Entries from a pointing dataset
-*-

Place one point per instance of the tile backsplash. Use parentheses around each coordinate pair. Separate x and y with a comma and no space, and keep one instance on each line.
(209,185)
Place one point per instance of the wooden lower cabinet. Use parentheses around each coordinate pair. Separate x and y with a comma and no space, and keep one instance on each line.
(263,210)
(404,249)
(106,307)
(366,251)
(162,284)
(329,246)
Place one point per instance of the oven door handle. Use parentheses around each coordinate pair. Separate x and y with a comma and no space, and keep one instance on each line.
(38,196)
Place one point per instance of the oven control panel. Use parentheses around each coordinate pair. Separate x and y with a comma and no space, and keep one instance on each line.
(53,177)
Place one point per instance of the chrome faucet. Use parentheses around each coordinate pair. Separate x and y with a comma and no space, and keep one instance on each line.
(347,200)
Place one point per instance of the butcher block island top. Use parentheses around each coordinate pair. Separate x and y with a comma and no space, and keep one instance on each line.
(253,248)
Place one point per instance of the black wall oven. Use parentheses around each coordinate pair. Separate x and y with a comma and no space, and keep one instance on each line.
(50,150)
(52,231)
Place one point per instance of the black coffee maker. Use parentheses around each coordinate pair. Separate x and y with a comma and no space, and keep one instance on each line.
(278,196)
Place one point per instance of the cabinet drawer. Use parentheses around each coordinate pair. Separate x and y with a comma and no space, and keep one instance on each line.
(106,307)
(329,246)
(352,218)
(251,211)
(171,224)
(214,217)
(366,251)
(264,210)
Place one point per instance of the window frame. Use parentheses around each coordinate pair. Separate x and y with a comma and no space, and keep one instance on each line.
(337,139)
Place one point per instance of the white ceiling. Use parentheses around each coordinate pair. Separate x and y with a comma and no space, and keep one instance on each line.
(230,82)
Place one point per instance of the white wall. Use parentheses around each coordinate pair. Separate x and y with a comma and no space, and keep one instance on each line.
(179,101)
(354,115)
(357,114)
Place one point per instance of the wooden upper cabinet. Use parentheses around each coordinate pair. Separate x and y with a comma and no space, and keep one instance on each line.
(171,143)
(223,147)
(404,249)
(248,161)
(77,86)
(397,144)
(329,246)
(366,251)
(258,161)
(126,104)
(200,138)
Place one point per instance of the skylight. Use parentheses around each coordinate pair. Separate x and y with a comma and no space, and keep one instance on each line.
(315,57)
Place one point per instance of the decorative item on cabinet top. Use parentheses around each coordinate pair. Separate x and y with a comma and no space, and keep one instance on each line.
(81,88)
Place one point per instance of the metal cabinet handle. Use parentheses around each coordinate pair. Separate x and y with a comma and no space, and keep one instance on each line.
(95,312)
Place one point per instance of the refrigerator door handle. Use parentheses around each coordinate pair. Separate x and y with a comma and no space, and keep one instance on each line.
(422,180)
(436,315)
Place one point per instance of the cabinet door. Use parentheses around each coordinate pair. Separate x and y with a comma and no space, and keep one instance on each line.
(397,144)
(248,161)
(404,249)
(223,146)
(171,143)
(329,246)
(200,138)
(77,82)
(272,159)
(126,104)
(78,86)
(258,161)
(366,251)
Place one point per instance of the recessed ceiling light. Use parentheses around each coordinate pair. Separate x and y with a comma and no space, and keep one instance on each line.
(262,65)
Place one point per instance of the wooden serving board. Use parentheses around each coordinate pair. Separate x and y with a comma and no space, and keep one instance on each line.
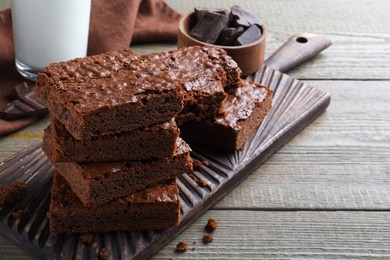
(295,105)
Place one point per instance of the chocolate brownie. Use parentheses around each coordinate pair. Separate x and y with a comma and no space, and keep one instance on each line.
(97,183)
(246,107)
(153,208)
(204,73)
(147,143)
(107,100)
(12,193)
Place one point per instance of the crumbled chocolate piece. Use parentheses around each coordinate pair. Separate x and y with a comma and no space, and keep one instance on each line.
(207,238)
(12,193)
(196,164)
(208,28)
(242,17)
(193,177)
(182,246)
(229,35)
(251,34)
(202,183)
(17,214)
(200,11)
(87,238)
(103,254)
(212,225)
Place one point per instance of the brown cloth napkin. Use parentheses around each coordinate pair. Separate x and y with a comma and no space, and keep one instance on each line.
(114,25)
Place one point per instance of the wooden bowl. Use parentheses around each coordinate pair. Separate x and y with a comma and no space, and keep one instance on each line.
(249,57)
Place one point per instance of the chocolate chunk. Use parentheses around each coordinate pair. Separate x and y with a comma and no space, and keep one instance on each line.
(17,214)
(182,246)
(27,104)
(103,255)
(87,238)
(229,35)
(251,34)
(212,225)
(209,27)
(200,11)
(207,238)
(242,17)
(12,193)
(202,183)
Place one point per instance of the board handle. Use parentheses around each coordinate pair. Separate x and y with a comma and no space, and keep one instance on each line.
(298,49)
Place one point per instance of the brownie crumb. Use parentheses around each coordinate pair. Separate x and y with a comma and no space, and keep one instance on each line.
(193,177)
(197,164)
(103,254)
(12,193)
(87,238)
(207,238)
(206,163)
(182,246)
(211,225)
(17,214)
(202,183)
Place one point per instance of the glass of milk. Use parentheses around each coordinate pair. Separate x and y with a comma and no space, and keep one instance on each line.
(47,31)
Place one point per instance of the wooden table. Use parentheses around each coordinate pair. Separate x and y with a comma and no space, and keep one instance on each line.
(326,194)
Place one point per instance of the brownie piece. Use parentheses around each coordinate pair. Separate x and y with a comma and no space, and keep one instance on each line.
(204,73)
(12,193)
(98,183)
(246,107)
(147,143)
(100,100)
(154,208)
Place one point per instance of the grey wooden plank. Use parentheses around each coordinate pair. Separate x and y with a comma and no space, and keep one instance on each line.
(286,235)
(339,161)
(359,31)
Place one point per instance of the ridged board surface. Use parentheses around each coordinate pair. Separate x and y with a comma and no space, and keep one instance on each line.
(295,105)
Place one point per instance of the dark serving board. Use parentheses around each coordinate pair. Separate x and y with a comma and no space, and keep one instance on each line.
(295,105)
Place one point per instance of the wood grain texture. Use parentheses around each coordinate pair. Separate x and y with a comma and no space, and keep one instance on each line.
(287,235)
(339,161)
(295,105)
(358,29)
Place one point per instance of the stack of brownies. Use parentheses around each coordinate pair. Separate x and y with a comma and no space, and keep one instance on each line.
(114,143)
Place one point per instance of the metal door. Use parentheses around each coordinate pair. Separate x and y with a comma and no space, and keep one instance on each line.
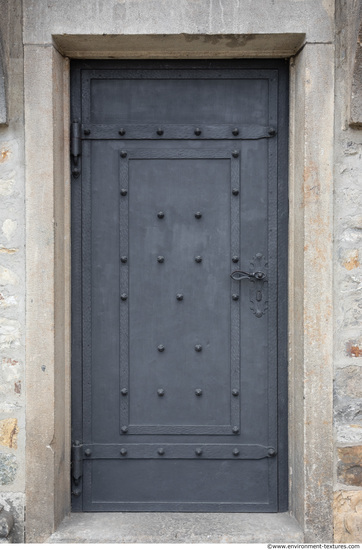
(179,208)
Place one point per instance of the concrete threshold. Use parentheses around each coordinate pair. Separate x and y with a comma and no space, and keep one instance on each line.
(166,527)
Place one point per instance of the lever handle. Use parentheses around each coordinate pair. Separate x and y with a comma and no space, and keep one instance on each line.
(239,275)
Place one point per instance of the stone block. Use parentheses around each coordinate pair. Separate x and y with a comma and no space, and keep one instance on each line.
(6,523)
(347,517)
(8,432)
(349,466)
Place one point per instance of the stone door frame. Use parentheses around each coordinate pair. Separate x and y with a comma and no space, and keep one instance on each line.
(48,238)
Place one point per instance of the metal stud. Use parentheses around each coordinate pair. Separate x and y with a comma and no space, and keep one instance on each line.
(271,451)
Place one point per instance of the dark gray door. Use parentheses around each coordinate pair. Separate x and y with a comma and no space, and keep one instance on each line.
(179,286)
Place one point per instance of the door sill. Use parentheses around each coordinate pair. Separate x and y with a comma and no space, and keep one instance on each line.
(176,527)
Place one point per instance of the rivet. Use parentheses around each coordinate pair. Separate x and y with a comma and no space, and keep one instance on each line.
(271,451)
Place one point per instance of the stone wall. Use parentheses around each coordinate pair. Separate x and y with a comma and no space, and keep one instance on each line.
(348,285)
(12,272)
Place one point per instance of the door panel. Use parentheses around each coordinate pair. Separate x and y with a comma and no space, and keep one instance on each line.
(179,369)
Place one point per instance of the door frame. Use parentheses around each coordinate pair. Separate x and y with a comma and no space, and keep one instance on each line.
(48,280)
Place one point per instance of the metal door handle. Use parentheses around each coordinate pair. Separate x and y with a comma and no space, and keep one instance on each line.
(238,275)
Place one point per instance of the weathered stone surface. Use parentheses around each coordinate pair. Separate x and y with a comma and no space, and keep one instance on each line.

-*-

*What the task requires*:
Output the lines above verbatim, starting with the line that contains "Place one point per instance of the door panel." and continuing through the final line.

*Result*:
Place one point per instance of the door panel. Use parentheses around each coordinate pair. Separate x and y with a comma and no space, and keep one instance on each line.
(179,369)
Place one point per instance of the door frame. Use parentheses around each coordinate pair. Separate x and y with a comma and no space, and keep one instance on each line.
(48,280)
Place one point per instance of the metal door handle. Use parentheses around each coordinate pair. Separate x and y with a comma and no space, and keep one instance on each line.
(238,275)
Place one point per instance of the weathered stone surface. Use parentheses around each coordinate pair. Separate x and y with a comma and no space, and keep one instance on each line.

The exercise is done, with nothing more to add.